# [TRECHO DO TEXTO]
====

INTRODUÇÃO
A idéia de escrever o presente trabalho surgiu após várias conversas com profissionais da área jus trabalhista que demonstraram certa apreensão com a suspensão das atividades judicantes regulares do Tribunal Superior do Trabalho, na semana entre 16 e 20 de maio de 2011, para discussão de sua jurisprudência.
E a apreensão desses profissionais ocorre, principalmente, porque nos últimos anos a composição dos Ministros daquele C. Tribunal Superior foi muito alterada e, possivelmente, mudanças de entendimento virão.
Partindo dessa premissa, resolvemos pesquisar um pouco sobre o assunto e verificamos que essas alterações poderiam acontecer sem atingir a segurança das relações jurídicas já ocorridas, existindo, inclusive, institutos jurídicos para resguardar as mudanças.
Assim, o presente trabalho trará um breve arrazoado sobre uma medida a ser adotada para compatibilizar as possíveis alterações de entendimento jurisprudenciais que serão promovidas pelo Tribunal Superior do Trabalho com o Princípio da Segurança Jurídica.
EVOLUÇÃO JURISPRUDENCIAL x SEGURANÇA JURÍDICA
Conforme matéria veiculada no sítio do Tribunal Superior do Trabalho, em 16 de maio de 2011, este Colendo Tribunal suspendeu suas atividades judicantes regulares, entre os dias 16 e 20 de maio de 2011, para discutir internamente pontos polêmicos ou não consensuais, sendo feita uma divisão dos trabalhos, naquela Casa, em dois grupos: o de normatização e o de jurisprudência. O 1º grupo para analisar e elaborar propostas de revisão das normas internas do Tribunal Superior do Trabalho e elaboração de anteprojetos de lei voltados para o aperfeiçoamento processual, com prioridade para a execução trabalhista. O segundo grupo para analisar e aprovar propostas de edição, revisão ou cancelamento de súmulas, orientações jurisprudenciais e precedentes normativos para apreciação plenária das propostas.

====

# [DADOS FORNECIDOS]
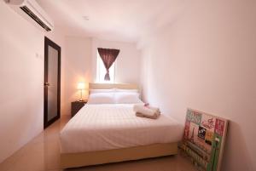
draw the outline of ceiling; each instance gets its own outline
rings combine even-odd
[[[169,24],[183,1],[37,0],[65,35],[122,42],[137,42]]]

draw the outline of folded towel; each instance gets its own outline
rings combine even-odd
[[[133,111],[136,113],[141,113],[145,116],[154,116],[155,114],[160,113],[160,109],[151,106],[144,106],[143,105],[135,105]]]
[[[160,113],[157,112],[153,116],[147,116],[147,115],[143,115],[143,113],[136,113],[137,117],[146,117],[146,118],[149,118],[149,119],[157,119],[160,117]]]

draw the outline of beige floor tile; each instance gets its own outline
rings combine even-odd
[[[79,168],[60,168],[60,131],[70,117],[64,116],[0,164],[0,171],[195,171],[179,155]]]

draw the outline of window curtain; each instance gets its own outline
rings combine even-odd
[[[105,77],[104,77],[104,80],[109,81],[110,80],[109,68],[111,67],[111,66],[113,65],[113,63],[116,60],[117,56],[119,55],[119,49],[98,48],[98,52],[99,52],[99,54],[100,54],[100,56],[101,56],[101,58],[103,61],[103,64],[105,66],[106,71],[107,71],[107,73],[105,75]]]

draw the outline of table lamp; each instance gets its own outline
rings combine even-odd
[[[78,89],[80,90],[80,100],[79,101],[83,101],[83,89],[85,89],[85,83],[79,82],[78,84]]]

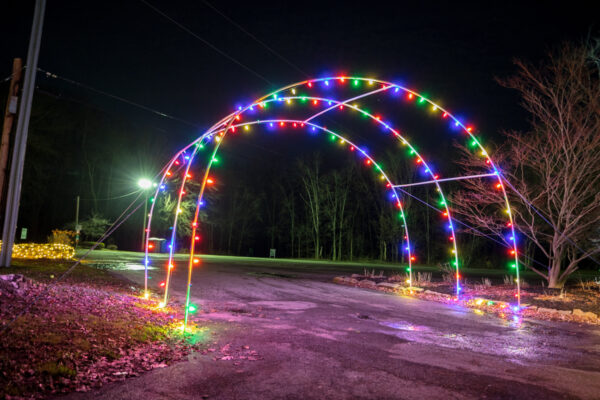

====

# [AÇÕES A REALIZAR]
• 1. Reproduza na íntegra, sem nenhuma alteração, o texto sobre evolução jurisprudencial e segurança jurídica.
• 2. Escale a listagem desde a linha que contém "draw the outline of window" até o fim da listagem, incluindo as duas extremidades, e reproduza somente esse trecho, com as solicitações. Multiplique por 1,2 todas as coordenadas das respostas e arredonde-as para inteiros, com as metades para cima. Omita as imagens na resposta.

# [RESPOSTAS POR TAREFA]
• 1.
INTRODUÇÃO
A idéia de escrever o presente trabalho surgiu após várias conversas com profissionais da área jus trabalhista que demonstraram certa apreensão com a suspensão das atividades judicantes regulares do Tribunal Superior do Trabalho, na semana entre 16 e 20 de maio de 2011, para discussão de sua jurisprudência.
E a apreensão desses profissionais ocorre, principalmente, porque nos últimos anos a composição dos Ministros daquele C. Tribunal Superior foi muito alterada e, possivelmente, mudanças de entendimento virão.
Partindo dessa premissa, resolvemos pesquisar um pouco sobre o assunto e verificamos que essas alterações poderiam acontecer sem atingir a segurança das relações jurídicas já ocorridas, existindo, inclusive, institutos jurídicos para resguardar as mudanças.
Assim, o presente trabalho trará um breve arrazoado sobre uma medida a ser adotada para compatibilizar as possíveis alterações de entendimento jurisprudenciais que serão promovidas pelo Tribunal Superior do Trabalho com o Princípio da Segurança Jurídica.
EVOLUÇÃO JURISPRUDENCIAL x SEGURANÇA JURÍDICA
Conforme matéria veiculada no sítio do Tribunal Superior do Trabalho, em 16 de maio de 2011, este Colendo Tribunal suspendeu suas atividades judicantes regulares, entre os dias 16 e 20 de maio de 2011, para discutir internamente pontos polêmicos ou não consensuais, sendo feita uma divisão dos trabalhos, naquela Casa, em dois grupos: o de normatização e o de jurisprudência. O 1º grupo para analisar e elaborar propostas de revisão das normas internas do Tribunal Superior do Trabalho e elaboração de anteprojetos de lei voltados para o aperfeiçoamento processual, com prioridade para a execução trabalhista. O segundo grupo para analisar e aprovar propostas de edição, revisão ou cancelamento de súmulas, orientações jurisprudenciais e precedentes normativos para apreciação plenária das propostas.

• 2.
draw the outline of window curtain; each instance gets its own outline
rings combine even-odd
[[[126,92],[125,92],[125,96],[131,97],[132,96],[131,82],[133,80],[133,79],[136,78],[136,76],[139,72],[140,67],[143,66],[143,59],[118,58],[118,62],[119,62],[119,65],[120,65],[120,67],[121,67],[121,70],[124,73],[124,77],[126,79],[127,85],[128,85],[128,88],[126,90]]]

draw the outline of table lamp; each instance gets its own outline
rings combine even-odd
[[[94,107],[96,108],[96,120],[95,121],[100,121],[100,107],[102,107],[102,100],[95,98],[94,101]]]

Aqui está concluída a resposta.